[[ Provided records open ]]
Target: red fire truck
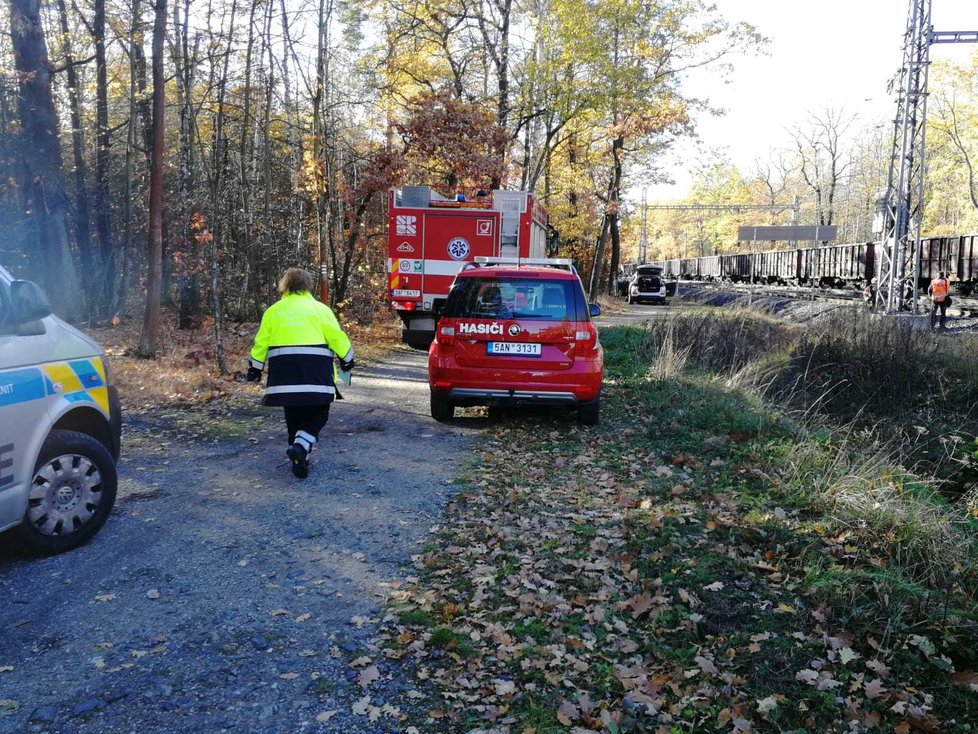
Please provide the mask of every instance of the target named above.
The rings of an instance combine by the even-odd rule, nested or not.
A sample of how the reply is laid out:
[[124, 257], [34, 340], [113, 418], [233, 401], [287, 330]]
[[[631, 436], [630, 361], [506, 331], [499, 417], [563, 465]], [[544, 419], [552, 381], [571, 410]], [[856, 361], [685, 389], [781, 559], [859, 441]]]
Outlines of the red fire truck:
[[ Provided records closed ]]
### Aim of the task
Copy the records exactly as they appear, leaving every picture out.

### Answer space
Target: red fire truck
Please provide the mask of every instance of the target named above.
The rings of an instance combine by the even-odd rule, nested or not.
A sample of how the reply is laid out:
[[124, 257], [34, 340], [113, 418], [233, 401], [287, 330]]
[[[631, 436], [630, 361], [506, 331], [499, 417], [563, 465]], [[544, 419], [552, 381], [571, 410]], [[856, 361], [685, 389], [781, 559], [859, 441]]]
Outlines of the red fire truck:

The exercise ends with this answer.